> Objectif visé: Reprenez le passage de l'arrêt de la cour d'appel de Bastia qui va de « L'affaire a été » jusqu'à « en ont délibéré. », en substituant « examinée » à « débattue ».

··· Texte à lire ···

France | France, Cour d'appel de Bastia, Chambre civile, 06 avril 2016, 15/00104


Ch. civile A

ARRET No
du 06 AVRIL 2016
R. G : 15/ 00104 JD-C
Décision déférée à la Cour : Jugement Au fond, origine Commission d'indemnisation des victimes de dommages résultant d'une infraction de BASTIA, décision attaquée en date du 07 Janvier 2015, enregistrée sous le no 14/ 00041

X...Y...

C/
FONDS DE GARANTIE DES VICTIMES D'ACTES DE TERRORISME ET AUTRES INFRACTIONS PENALES
COUR D'APPEL DE BASTIA
CHAMBRE CIVILE
ARRET DU
SIX AVRIL DEUX MILLE SEIZE
APPELANTES :
Mme Stéphanie X... née le 20 Avril 1970 à DRANCY (93700).

.. 20220 MONTICELLO

ayant pour avocat Me Marie Rose CITOLLEUX, avocat au barreau de BASTIA

Mme Stéphani...

Ch. civile A

ARRET No
du 06 AVRIL 2016
R. G : 15/ 00104 JD-C
Décision déférée à la Cour : Jugement Au fond, origine Commission d'indemnisation des victimes de dommages résultant d'une infraction de BASTIA, décision attaquée en date du 07 Janvier 2015, enregistrée sous le no 14/ 00041

X...Y...

C/
FONDS DE GARANTIE DES VICTIMES D'ACTES DE TERRORISME ET AUTRES INFRACTIONS PENALES
COUR D'APPEL DE BASTIA
CHAMBRE CIVILE
ARRET DU
SIX AVRIL DEUX MILLE SEIZE
APPELANTES :
Mme Stéphanie X... née le 20 Avril 1970 à DRANCY (93700)... 20220 MONTICELLO

ayant pour avocat Me Marie Rose CITOLLEUX, avocat au barreau de BASTIA

Mme Stéphanie X... ès-qualités de « représentant légal » de sa fille mineure « Y... Marie-Antoinette » née le 21/ 09/ 2000 à BASTIA, Collégienne, demeurant..., 20220 MONTICELLO née le 20 Avril 1970 à DRANCY (93700)... 20220 MONTICELLO

ayant pour avocat Me Marie Rose CITOLLEUX, avocat au barreau de BASTIA

Melle Flora Lesia Y... née le 06 Juin 1984 à BASTIA (20200)... 20220 L'ILE ROUSSE

ayant pour avocat Me Marie Rose CITOLLEUX, avocat au barreau de BASTIA

INTIMEE :

FONDS DE GARANTIE DES VICTIMES D'ACTES DE TERRORISME ET AUTRES INFRACTIONS PENALES article L. 422. 1 du code des assurances, géré par le Fonds de garantie des assurances obligatoires de dommages (FGAO) dont le siège social est 64 rue Defrance 94300 VINCENNES, pris en la personne de son Directeur général élisant domicile en sa délégation de MARSEILLE, 39 boulevard Vincent Delpuech, où est géré le dossier

64 Rue Defrance 94300 VINCENNES

ayant pour avocat Me Philippe JOBIN de la SCP SCP RENÉ JOBIN PHILIPPE JOBIN, avocat au barreau de BASTIA

COMPOSITION DE LA COUR :

L'affaire a été débattue en chambre du conseil du 18 février 2016, devant la Cour composée de :
Mme Françoise LUCIANI, Conseiller, magistrat du siège présent le plus ancien dans l'ordre des nominations à la Cour, faisant fonction de président de chambre, Mme Judith DELTOUR, Conseiller Mme Emmanuelle BESSONE, Conseiller

qui en ont délibéré.

··· Liste ···

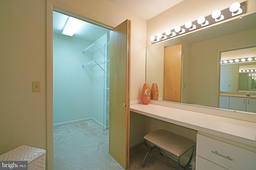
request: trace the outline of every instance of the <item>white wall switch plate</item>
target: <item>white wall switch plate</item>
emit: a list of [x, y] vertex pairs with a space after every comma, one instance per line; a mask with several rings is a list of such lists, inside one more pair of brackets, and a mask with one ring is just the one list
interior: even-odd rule
[[40, 92], [40, 82], [32, 82], [32, 92]]

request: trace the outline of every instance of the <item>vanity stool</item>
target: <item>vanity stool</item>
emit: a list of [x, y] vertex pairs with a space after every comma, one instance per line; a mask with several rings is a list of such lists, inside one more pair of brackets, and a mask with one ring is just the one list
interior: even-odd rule
[[[161, 155], [164, 154], [177, 161], [180, 166], [184, 170], [191, 166], [190, 163], [193, 156], [195, 145], [192, 141], [162, 129], [150, 132], [144, 137], [144, 139], [145, 145], [150, 149], [145, 156], [142, 163], [142, 168], [144, 167], [145, 162], [148, 154], [154, 149], [160, 152]], [[152, 144], [154, 146], [151, 147], [148, 145], [147, 143], [148, 142]], [[180, 156], [190, 149], [192, 150], [191, 153], [189, 160], [186, 164], [180, 162]]]

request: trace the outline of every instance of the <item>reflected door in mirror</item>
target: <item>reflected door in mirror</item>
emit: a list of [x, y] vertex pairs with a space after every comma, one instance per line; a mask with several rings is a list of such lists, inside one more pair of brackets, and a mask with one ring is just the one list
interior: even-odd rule
[[182, 45], [164, 48], [164, 100], [180, 103]]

···

> Résultat obtenu:
L'affaire a été examinée en chambre du conseil du 18 février 2016, devant la Cour composée de :
Mme Françoise LUCIANI, Conseiller, magistrat du siège présent le plus ancien dans l'ordre des nominations à la Cour, faisant fonction de président de chambre, Mme Judith DELTOUR, Conseiller Mme Emmanuelle BESSONE, Conseiller

qui en ont délibéré.